Annotations: Once There Were Wolves

Favorite words.

“There’s no love between Six and Nine yet,” I say. “But they haven’t killed each other, either.” The words fall so casually from my mouth that I am startled. Is that the way of all love? That it should carry the risk of death?

For the first sixteen years of our lives, Aggie and I spent a couple of months each year visiting our father in his forest. Our true home, the place we belonged. A landscape that made sense of me. As a child I believed the trees of this forest our family.
[I love this articulation—the landscape doesn’t make sense “to” her, it makes sense “of” her.]

“It’s out there I’d be more worried about,” Duncan adds, nodding to the trees, the hills, the mountains and moors. “You must know monsters well, wolf girl.”

“I’ve never met one in the wild. They don’t live there.”

Something shifts in the space between us. Or maybe this prickling thing has always lived here. I don’t know but there is something in his regard and I am filled with frustration, with the need to make him see what I see, to make him understand, and I think I want those things because what I actually want is him.

[Throughout, McConaghy delivers so many interesting thoughts about monsters.]

“I think it’s civilization makes us violent. We infect each other.” … “I used to think people were good, too,” I say. “I used to think we were mostly kind, all of us forgivable.”

“And now?”

“Now I know better.”

… I felt a wild creature stuffed into the body of a human. I felt called back. Only alive within the forest. … I didn’t admit that I wanted her life instead of mine, that I wanted to be the one who lived in the body, for touch and taste and desire.

Free-text object descriptions:
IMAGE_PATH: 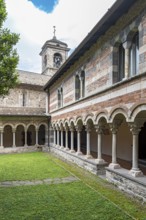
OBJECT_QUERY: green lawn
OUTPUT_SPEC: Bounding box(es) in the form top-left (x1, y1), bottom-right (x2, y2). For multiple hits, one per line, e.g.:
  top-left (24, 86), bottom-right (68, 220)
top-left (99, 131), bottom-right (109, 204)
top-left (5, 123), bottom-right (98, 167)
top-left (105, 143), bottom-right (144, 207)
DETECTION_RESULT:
top-left (0, 152), bottom-right (146, 220)
top-left (0, 152), bottom-right (68, 181)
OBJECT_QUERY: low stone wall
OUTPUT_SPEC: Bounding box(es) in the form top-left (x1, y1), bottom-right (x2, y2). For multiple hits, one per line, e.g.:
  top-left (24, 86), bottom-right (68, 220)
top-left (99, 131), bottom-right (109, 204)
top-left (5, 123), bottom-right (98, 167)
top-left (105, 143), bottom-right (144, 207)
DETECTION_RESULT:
top-left (0, 146), bottom-right (49, 154)
top-left (106, 168), bottom-right (146, 202)
top-left (50, 146), bottom-right (107, 175)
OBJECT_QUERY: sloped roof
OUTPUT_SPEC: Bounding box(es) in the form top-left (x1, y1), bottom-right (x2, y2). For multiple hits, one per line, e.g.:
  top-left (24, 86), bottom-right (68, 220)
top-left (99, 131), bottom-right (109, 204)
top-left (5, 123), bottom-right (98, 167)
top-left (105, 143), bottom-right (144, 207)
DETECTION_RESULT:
top-left (18, 70), bottom-right (50, 87)
top-left (44, 0), bottom-right (136, 90)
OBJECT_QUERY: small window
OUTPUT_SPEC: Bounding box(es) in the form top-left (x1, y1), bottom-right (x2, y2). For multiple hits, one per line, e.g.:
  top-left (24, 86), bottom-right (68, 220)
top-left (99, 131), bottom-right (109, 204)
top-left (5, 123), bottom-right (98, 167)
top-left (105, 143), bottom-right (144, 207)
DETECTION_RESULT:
top-left (118, 44), bottom-right (125, 81)
top-left (53, 53), bottom-right (62, 68)
top-left (75, 75), bottom-right (80, 100)
top-left (22, 92), bottom-right (26, 106)
top-left (44, 55), bottom-right (47, 66)
top-left (58, 87), bottom-right (63, 108)
top-left (129, 32), bottom-right (139, 76)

TASK REQUIREMENTS
Write what comes next in the annotations on Once There Were Wolves, starting after their last sentence.

ANSWER TO THIS PROBLEM
“I’m studying the cognitive maps wolves make of their territories. They pass these geographic and temporal maps down through generations, and know their land so intimately that they go nowhere unless it’s deliberate. Wolves don’t wander. They move with purpose, and they teach their pups how to do the same. They can share the mental images with each other.”

“How do they do that?”

“By howling. Their voices paint pictures.” … “It’s interesting to me that some creatures can pass on memories, and that some memories are so deep they can live in the body instead of only in the mind.”

“Nothing lives in the body, not really, that’s just a trick of your brain.” He traced a finger along my hand, the one holding my gin and tonic. It startled me. “It was your brain that felt that, not your hand.”

The children in us long for monsters to take forms we understand. They want to fear the wolves because they don’t want to fear each other.

He cares deeply; it is the fabric of his life here. I think he must be a good man. But nobody is only one thing.

Some people need wildness in their life.

But the immensity of a will is still nothing, not compared with the body. The body is master os us, and it can only be asked for so much.